* [INSTRUCTION A] According to the wood sorption excerpt, what room temperature T0 is used for the moisture adsorption isotherm from Glass and Zelinka (2010)?

* [PROVIDED TEXT]
Krupińska et al. (2007) found that wood sorption isotherms fit to the Peleg Eq. 3 with the same accuracy as the standard Hailwood–Horrobin isotherm (Skaar 1988; Glass and Zelinka 2010). The room temperature (T0 = 293 K) moisture adsorption isotherm from Glass and Zelinka (2010) is fitted accurately with u1 = u2 = umax/2, n0 = 0.71 and m0 = 6.28 (curve drawn in Fig. 1):

$$\omega \left( h \right) = \frac{{u_{\text{eq}} }}{{u_{\rm{max} } }} = \left( {\frac{{1 + h^{6.28} }}{2}} \right)h^{0.71}$$
(4)

The factor outside parentheses of Eq. 4, θ = h0.71 at T0, or more generally θ(µ) = exp(− 0.29µ), are the occupancy of the accessible sorption sites and

$$c_{\text{eq}} \left( h \right) = \frac{{1 + h^{6.28} }}{2}u_{\rm{max} }$$
(5)

is the apparent sorption site density at T0, or more generally ceq(μ) = ½(1 + exp(− 2.57μ)), drawn in Fig. 2.

Fig. 2
figure 2

Density of sorption sites c(h) as calculated according to the SSO theory (Eq. 5). The correspondence between h and μ is for 25 °C

An interesting observation from Eq. 5 is that at low RH (μ → ∞), ceq approaches c L  = umax/2, while the limiting value of ceq is c H  = umax at h = 1 (μ = 0). In view of the universality in Fig. 1, the apparent number of accessible sorption sites at h = 1 then always becomes twice the number at low h. The author failed finding any viable explanation of this property in the Vrentas theory. Qualitatively, at low RH, the number of accessible sorption sites is nearly constant, consistent with the considerations that wood at low humidity is in a glassy state (Hill and Beck 2017). At high RH, mechanical softening might be considered responsible for an increased number of accessible OH groups; however, ω is hardly affected by neither cross-linking (DMDHEU and heat treatment), nor thermal softening of the wood matrix as evidenced from the similarity in Sitka spruce normalised ω(μ) data at 98.9 and 26.7 °C (Fig. 1).

* [INSTRUCTION B] Copy the records word for word, starting at their first line and going on through the line that contains "139 208 L 129".

* [DATA TO PROCESS]

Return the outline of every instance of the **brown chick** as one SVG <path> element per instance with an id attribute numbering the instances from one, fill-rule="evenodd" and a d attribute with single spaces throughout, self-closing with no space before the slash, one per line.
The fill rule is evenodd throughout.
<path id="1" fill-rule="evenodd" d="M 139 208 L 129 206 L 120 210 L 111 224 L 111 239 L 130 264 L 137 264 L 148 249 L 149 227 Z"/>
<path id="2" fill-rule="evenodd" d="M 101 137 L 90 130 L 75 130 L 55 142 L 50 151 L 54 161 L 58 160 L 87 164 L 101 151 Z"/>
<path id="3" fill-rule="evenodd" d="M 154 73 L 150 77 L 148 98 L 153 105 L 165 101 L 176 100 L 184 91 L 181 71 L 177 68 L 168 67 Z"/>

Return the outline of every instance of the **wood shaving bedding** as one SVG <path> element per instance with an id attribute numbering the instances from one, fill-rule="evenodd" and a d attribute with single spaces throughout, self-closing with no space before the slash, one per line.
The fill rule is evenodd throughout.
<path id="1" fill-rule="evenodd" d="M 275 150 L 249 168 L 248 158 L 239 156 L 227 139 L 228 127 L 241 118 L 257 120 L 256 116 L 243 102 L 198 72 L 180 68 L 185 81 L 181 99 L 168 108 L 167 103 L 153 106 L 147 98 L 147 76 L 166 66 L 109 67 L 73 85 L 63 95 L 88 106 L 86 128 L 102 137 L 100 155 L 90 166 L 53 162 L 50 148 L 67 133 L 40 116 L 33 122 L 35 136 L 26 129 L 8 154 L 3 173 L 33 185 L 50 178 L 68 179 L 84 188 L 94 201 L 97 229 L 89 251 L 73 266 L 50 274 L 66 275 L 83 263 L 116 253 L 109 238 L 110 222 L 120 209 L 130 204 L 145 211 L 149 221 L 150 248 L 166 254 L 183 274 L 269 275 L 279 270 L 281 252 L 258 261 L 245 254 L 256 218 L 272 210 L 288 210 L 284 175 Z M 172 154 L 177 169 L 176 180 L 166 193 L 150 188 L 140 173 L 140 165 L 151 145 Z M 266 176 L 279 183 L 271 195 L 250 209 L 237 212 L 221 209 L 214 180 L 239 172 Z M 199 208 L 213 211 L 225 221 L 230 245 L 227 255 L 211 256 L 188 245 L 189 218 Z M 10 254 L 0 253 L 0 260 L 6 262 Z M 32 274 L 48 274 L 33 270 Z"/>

* [FULL RESPONSE A] T0 is 293 K.

* [FULL RESPONSE B]
Return the outline of every instance of the **brown chick** as one SVG <path> element per instance with an id attribute numbering the instances from one, fill-rule="evenodd" and a d attribute with single spaces throughout, self-closing with no space before the slash, one per line.
The fill rule is evenodd throughout.
<path id="1" fill-rule="evenodd" d="M 139 208 L 129 206 L 120 210 L 111 224 L 111 239 L 130 264 L 137 264 L 148 249 L 149 227 Z"/>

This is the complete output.